— Your objective —
Exact reproduction of all the data is needed.

*** Opening of Dataset records ***

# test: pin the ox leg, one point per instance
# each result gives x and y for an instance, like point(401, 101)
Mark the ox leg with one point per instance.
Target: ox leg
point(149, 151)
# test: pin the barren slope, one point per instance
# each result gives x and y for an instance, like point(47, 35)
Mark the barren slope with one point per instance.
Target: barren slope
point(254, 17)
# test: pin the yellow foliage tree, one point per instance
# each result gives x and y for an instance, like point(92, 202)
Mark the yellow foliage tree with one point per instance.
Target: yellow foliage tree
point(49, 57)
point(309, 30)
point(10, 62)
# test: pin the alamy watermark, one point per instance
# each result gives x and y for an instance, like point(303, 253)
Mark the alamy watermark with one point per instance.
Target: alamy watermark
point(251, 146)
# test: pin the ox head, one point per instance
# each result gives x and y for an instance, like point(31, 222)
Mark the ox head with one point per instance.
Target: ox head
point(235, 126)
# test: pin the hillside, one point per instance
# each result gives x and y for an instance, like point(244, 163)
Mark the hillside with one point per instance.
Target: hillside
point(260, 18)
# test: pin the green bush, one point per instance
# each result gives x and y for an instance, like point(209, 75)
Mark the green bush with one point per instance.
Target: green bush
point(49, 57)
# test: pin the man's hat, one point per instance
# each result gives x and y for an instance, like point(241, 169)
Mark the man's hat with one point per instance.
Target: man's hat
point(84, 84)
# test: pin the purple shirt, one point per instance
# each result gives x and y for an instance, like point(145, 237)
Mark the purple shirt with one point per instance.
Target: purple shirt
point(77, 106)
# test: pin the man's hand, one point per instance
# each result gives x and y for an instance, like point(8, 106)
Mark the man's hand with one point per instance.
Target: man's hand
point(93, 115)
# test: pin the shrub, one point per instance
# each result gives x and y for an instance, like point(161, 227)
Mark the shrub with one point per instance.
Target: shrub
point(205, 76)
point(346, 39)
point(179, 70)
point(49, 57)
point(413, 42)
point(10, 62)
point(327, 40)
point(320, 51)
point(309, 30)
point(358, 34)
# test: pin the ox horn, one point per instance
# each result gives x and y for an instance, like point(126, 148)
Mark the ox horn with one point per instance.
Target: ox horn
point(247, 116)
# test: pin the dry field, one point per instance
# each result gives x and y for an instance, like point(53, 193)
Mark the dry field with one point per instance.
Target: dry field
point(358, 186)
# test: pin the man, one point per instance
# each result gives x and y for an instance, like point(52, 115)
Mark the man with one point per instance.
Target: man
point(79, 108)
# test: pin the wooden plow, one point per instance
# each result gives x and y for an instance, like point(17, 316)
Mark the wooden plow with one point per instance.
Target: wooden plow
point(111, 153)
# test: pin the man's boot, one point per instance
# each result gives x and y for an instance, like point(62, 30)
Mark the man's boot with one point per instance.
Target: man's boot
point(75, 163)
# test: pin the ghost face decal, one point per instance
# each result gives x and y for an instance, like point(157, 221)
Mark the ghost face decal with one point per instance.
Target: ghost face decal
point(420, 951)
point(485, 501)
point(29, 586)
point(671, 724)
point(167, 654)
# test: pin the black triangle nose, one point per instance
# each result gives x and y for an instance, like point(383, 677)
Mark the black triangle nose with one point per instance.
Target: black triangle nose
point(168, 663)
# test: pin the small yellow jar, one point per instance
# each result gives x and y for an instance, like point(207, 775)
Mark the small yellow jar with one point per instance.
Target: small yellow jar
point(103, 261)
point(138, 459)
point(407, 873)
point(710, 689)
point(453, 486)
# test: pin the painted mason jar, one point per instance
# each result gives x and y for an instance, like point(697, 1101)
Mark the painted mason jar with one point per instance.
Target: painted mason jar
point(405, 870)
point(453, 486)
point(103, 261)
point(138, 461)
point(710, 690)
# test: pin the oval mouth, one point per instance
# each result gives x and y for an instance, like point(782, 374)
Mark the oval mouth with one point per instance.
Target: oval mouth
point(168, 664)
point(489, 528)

*** Close of Dataset records ***

— Result of this exercise —
# test: pin the ox leg, one point per instance
# each result gives x and y for an instance, like point(401, 101)
Mark the ox leg with one point per instance.
Target: ox leg
point(149, 151)
# test: pin the barren slope, one point per instance
# each result gives x and y for an instance, like point(47, 35)
Mark the barren slope with one point per instance.
Target: barren slope
point(254, 17)
# test: pin the yellow foliage tree, one point per instance
# each result gives x and y for an instance, like point(92, 202)
Mark the yellow foliage tree with one point per instance.
Target: yellow foliage tree
point(49, 57)
point(309, 30)
point(10, 62)
# test: pin the alamy watermark, one point per instance
# each result gives x and y for an instance, like point(303, 253)
Mark the alamy watermark with one point per instance.
Target: alamy watermark
point(251, 146)
# test: pin the ox head, one point per instance
# each result gives x and y for an instance, like point(31, 222)
Mark the ox head with one point per instance.
Target: ox head
point(235, 126)
# test: pin the hillside, one point per instance
# each result gives x and y for an instance, like point(244, 163)
Mark the hillside with one point per instance.
Target: hillside
point(260, 18)
# test: pin the green bush, one point per instance
# each result gives x and y for an instance, like point(209, 75)
Mark the green bush with one point per instance.
Target: green bush
point(49, 57)
# test: pin the man's hat, one point per instance
# each result gives x and y for an instance, like point(241, 169)
Mark the man's hat with one point per instance.
Target: man's hat
point(84, 84)
# test: pin the purple shirt, one point per instance
# each result gives x and y for an instance, like point(145, 237)
Mark the purple shirt with one point per instance.
Target: purple shirt
point(77, 106)
# test: pin the man's hand, one point per instance
# each result gives x and y for an instance, like point(8, 106)
Mark the man's hand with one point per instance.
Target: man's hand
point(93, 115)
# test: pin the shrub, one point per instance
# each result gives x and y for an instance, like point(161, 227)
Mark the shrub with one point per instance.
Target: shrub
point(205, 76)
point(346, 39)
point(179, 70)
point(49, 57)
point(413, 42)
point(10, 62)
point(327, 40)
point(320, 51)
point(309, 30)
point(358, 34)
# test: pin the ox horn, one point per instance
# each result gives x and y for an instance, like point(126, 148)
Mark the ox horn with one point per instance.
Target: ox horn
point(247, 116)
# test: pin the dry field, one point per instance
# each result gives x and y for an instance, like point(53, 193)
Mark the dry field with one point per instance.
Target: dry field
point(358, 186)
# test: pin the man, one point per instance
# each result gives x and y for an instance, like point(52, 115)
Mark the man with one point per instance.
Target: man
point(79, 108)
# test: pin the wooden plow, one point per instance
# each result gives x and y for an instance, like point(17, 316)
Mark the wooden plow with one point per instance.
Target: wooden plow
point(111, 153)
# test: pin the man's boot, one point per instance
# each result gives x and y for an instance, like point(62, 30)
Mark the man's boot with one point per instance.
Target: man's boot
point(75, 163)
# test: pin the ghost face decal, one point per instance
# each result gives x and y for an instance, like point(157, 221)
Mark the ghost face decal with one point per instance.
Target: ghost face decal
point(420, 951)
point(485, 501)
point(29, 586)
point(671, 724)
point(167, 654)
# test: pin the black triangle nose, one point per instance
# each result gives x and y for an instance, like point(383, 677)
Mark the black triangle nose with one point per instance.
Target: black triangle nose
point(168, 663)
# test: pin the small yellow jar, one point per instance
# each result gives x and y for an instance, like point(207, 775)
Mark the small yellow jar with one point per instance.
Target: small yellow jar
point(103, 261)
point(138, 459)
point(407, 873)
point(710, 689)
point(453, 486)
# test: pin the painted mason jar, one point per instance
# each result gives x and y for an instance, like point(697, 1101)
Mark the painted mason jar with one point per instance.
Target: painted mason jar
point(405, 870)
point(453, 486)
point(103, 261)
point(138, 461)
point(710, 690)
# test: pin the oval mouth, one point per instance
# each result gives x and y for an instance, like point(782, 374)
Mark the oval mouth with one point per instance.
Target: oval mouth
point(168, 664)
point(489, 528)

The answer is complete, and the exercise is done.